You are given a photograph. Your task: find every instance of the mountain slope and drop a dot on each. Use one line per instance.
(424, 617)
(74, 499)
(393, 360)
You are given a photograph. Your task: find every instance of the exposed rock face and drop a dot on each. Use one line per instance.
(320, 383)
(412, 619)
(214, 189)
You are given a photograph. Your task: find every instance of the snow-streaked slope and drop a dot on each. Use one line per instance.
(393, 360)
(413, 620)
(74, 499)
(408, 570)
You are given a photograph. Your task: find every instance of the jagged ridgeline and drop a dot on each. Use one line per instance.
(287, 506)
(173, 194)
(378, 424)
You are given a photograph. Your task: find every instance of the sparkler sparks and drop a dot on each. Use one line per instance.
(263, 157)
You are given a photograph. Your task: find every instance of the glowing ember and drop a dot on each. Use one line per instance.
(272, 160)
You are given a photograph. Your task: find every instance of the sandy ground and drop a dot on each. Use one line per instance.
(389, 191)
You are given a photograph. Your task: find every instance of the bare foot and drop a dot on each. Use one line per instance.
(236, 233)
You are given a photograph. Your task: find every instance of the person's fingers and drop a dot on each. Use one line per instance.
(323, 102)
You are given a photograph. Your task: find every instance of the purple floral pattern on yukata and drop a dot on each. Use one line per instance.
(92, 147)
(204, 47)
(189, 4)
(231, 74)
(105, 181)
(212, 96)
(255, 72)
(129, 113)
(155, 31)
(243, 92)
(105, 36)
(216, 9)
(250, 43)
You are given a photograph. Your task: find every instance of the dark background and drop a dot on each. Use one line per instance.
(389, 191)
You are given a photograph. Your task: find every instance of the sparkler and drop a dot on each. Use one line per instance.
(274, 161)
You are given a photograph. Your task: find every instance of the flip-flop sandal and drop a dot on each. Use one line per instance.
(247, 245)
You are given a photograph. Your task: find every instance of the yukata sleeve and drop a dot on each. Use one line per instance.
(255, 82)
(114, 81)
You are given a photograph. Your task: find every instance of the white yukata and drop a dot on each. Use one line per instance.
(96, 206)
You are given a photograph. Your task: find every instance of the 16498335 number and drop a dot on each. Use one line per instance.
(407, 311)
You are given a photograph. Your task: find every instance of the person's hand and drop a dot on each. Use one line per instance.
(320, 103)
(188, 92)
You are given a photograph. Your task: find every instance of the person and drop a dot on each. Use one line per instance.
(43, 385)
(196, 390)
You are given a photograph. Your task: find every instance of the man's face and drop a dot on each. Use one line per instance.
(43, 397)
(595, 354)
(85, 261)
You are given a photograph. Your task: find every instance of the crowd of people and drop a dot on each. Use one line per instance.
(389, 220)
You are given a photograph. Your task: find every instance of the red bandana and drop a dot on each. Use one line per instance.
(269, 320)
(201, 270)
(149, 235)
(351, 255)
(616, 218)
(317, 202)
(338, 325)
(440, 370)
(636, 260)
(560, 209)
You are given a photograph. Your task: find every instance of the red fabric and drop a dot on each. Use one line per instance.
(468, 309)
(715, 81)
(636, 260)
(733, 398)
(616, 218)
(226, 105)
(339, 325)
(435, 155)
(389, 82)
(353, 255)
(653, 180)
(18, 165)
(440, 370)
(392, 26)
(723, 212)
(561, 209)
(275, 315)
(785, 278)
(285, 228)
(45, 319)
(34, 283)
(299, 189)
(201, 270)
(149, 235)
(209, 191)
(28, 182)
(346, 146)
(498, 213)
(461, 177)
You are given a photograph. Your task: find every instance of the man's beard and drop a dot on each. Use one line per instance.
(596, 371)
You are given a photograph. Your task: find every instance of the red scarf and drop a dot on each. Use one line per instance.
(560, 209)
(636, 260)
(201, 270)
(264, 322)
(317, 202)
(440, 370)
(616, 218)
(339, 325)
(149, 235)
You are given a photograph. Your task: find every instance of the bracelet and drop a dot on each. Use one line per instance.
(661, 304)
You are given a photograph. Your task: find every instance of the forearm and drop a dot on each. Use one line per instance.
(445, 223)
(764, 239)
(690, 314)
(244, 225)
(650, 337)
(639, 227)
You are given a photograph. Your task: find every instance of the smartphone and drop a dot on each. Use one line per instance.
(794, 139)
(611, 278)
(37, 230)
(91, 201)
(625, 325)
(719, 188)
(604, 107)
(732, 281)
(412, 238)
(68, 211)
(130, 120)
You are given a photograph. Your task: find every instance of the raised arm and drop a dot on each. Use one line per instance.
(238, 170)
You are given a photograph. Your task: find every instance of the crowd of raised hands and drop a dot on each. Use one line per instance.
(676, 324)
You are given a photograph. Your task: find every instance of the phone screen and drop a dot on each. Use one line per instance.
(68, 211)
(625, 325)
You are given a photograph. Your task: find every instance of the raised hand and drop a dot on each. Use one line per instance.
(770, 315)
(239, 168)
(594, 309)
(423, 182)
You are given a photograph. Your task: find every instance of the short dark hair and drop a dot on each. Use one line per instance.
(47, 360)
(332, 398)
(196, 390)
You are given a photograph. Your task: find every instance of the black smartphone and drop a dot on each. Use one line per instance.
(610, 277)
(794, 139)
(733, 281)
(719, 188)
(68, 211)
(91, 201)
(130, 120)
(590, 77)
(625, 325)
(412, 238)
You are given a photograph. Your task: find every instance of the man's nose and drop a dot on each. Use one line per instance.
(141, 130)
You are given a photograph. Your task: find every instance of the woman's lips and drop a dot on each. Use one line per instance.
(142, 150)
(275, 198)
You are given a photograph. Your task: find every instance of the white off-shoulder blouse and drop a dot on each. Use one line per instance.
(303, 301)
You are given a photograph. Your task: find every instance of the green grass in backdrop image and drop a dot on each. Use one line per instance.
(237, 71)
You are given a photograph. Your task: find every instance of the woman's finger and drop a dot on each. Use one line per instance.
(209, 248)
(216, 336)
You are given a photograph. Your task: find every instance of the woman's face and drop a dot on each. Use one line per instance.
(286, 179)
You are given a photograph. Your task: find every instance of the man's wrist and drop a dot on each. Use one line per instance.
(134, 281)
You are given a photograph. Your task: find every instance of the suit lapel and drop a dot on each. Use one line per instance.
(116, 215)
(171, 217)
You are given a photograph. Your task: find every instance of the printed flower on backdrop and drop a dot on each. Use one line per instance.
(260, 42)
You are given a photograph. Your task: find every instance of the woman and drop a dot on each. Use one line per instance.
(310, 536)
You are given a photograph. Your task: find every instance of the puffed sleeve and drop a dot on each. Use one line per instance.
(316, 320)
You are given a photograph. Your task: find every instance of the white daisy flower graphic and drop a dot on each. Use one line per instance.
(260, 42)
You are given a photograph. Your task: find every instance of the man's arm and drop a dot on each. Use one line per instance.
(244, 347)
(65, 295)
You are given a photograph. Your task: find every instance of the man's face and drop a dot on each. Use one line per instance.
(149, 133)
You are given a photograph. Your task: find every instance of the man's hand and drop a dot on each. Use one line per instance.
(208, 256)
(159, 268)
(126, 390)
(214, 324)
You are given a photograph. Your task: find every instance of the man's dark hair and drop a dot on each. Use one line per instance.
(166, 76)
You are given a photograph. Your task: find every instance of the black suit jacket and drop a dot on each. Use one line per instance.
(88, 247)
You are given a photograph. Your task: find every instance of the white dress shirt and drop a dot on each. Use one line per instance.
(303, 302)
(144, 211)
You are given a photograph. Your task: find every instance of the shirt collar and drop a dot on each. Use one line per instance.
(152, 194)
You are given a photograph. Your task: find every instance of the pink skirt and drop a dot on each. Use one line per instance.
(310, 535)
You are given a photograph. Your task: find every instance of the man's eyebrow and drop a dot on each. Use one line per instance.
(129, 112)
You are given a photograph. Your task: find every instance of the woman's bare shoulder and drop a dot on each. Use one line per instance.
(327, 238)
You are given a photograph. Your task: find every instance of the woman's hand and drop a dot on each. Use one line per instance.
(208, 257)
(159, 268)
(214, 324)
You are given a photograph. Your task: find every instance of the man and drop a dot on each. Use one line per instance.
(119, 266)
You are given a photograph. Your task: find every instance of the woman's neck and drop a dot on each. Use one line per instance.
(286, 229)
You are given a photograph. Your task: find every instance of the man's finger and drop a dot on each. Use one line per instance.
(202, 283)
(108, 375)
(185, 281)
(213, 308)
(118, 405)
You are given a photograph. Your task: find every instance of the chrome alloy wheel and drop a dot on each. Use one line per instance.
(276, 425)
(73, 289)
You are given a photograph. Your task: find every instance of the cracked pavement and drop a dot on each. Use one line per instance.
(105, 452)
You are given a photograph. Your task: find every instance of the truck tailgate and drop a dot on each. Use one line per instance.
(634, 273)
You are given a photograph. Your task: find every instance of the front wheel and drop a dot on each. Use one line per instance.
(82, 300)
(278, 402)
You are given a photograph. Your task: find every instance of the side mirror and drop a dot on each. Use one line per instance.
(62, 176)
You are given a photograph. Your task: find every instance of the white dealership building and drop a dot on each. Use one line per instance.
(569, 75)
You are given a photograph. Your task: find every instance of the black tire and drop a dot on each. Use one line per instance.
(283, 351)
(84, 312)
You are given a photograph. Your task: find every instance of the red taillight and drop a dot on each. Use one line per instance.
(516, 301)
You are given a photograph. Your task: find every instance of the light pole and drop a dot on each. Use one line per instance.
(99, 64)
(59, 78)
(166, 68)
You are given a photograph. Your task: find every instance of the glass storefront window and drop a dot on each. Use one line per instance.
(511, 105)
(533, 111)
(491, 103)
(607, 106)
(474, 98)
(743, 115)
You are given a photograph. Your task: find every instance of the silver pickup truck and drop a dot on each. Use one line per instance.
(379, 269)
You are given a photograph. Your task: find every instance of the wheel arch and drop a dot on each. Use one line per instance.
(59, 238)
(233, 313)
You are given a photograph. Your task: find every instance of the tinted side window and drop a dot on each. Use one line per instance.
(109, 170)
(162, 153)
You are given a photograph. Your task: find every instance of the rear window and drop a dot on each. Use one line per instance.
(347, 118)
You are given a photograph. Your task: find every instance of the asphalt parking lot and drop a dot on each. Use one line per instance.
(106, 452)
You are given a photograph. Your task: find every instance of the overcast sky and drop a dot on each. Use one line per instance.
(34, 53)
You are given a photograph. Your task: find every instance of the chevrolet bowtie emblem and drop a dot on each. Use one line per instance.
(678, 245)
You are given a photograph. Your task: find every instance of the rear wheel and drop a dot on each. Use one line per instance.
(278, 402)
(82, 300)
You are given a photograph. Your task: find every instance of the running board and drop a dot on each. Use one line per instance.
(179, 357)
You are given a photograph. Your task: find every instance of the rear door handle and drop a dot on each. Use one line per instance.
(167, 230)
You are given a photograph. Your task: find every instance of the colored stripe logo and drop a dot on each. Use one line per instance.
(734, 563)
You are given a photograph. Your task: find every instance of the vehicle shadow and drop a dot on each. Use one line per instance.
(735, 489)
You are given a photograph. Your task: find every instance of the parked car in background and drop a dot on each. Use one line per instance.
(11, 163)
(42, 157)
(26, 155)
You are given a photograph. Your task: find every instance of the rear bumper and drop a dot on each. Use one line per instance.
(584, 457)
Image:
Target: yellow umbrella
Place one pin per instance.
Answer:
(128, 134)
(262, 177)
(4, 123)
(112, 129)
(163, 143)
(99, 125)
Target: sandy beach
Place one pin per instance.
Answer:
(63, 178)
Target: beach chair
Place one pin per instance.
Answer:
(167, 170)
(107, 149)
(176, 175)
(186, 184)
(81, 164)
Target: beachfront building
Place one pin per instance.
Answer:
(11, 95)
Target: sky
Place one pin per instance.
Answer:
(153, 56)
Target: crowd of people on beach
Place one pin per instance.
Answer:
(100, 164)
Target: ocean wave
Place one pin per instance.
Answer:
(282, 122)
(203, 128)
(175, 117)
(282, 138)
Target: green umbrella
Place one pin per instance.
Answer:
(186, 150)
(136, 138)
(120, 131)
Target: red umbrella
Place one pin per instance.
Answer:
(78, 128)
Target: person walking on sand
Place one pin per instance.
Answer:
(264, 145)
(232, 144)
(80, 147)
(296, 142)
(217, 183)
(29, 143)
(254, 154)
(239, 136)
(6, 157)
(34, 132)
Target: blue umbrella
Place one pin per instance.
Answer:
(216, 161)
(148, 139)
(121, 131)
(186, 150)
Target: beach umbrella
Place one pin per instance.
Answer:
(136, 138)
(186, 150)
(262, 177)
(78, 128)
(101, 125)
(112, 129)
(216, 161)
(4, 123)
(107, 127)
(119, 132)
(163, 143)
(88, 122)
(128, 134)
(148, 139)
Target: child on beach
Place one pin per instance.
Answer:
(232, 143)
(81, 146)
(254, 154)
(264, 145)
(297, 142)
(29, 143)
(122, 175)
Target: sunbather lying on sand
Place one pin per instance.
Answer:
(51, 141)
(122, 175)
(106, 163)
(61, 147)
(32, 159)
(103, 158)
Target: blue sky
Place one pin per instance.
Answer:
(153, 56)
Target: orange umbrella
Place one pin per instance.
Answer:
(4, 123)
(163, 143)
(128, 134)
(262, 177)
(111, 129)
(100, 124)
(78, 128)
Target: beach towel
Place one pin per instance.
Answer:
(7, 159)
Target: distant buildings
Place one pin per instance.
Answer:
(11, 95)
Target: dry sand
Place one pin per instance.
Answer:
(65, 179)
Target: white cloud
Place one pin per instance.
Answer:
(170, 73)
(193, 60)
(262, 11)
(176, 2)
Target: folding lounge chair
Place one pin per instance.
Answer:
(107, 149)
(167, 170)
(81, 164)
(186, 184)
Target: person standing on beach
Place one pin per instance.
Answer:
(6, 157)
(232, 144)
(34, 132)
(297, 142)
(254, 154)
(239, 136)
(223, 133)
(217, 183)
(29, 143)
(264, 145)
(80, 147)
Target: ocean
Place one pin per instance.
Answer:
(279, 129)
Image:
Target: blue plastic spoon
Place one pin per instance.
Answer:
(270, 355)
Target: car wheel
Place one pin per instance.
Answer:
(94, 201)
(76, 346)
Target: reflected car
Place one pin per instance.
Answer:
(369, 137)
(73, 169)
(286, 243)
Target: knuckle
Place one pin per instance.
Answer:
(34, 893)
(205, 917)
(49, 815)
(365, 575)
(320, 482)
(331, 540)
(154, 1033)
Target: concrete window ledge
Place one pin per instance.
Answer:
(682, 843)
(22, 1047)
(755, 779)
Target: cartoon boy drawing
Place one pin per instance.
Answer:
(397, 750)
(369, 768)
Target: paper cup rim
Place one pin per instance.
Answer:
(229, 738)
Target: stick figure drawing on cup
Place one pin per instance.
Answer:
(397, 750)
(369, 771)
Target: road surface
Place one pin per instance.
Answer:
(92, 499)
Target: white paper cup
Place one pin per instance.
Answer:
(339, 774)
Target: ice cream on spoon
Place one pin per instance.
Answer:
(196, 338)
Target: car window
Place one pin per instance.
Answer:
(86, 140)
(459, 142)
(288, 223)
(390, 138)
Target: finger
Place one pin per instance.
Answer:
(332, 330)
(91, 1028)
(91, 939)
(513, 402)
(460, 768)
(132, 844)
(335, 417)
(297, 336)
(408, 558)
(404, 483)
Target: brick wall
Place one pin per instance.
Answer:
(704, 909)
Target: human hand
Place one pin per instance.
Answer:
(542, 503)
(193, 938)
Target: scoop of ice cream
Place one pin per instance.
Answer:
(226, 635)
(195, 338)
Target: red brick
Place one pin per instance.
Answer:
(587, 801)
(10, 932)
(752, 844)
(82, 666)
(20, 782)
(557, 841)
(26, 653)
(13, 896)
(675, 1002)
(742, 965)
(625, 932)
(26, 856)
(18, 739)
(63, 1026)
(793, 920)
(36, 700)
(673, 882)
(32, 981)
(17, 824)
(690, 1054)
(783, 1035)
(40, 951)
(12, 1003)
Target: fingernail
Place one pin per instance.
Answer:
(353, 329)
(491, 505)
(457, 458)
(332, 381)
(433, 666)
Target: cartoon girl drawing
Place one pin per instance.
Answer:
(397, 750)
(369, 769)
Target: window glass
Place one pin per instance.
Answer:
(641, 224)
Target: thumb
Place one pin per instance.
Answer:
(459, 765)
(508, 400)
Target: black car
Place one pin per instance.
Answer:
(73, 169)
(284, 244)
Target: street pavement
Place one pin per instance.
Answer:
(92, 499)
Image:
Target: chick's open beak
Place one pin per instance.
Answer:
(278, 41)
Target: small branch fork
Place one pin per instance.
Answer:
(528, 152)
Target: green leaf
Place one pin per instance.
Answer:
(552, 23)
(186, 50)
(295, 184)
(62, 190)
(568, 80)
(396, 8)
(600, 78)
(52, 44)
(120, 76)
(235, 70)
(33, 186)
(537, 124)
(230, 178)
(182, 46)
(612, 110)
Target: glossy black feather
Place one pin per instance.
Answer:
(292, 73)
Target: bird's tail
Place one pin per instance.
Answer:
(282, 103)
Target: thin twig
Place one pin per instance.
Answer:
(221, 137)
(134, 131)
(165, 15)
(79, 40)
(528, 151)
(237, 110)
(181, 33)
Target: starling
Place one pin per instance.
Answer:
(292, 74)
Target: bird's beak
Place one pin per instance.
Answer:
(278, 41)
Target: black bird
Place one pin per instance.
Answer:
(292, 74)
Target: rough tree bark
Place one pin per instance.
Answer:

┄┄┄┄┄┄

* _The task_
Whenever a line in the records above contains the string "blue", copy that line.

* _Solution for this exercise_
Target: blue umbrella
Target: blue sky
Target: blue plastic spoon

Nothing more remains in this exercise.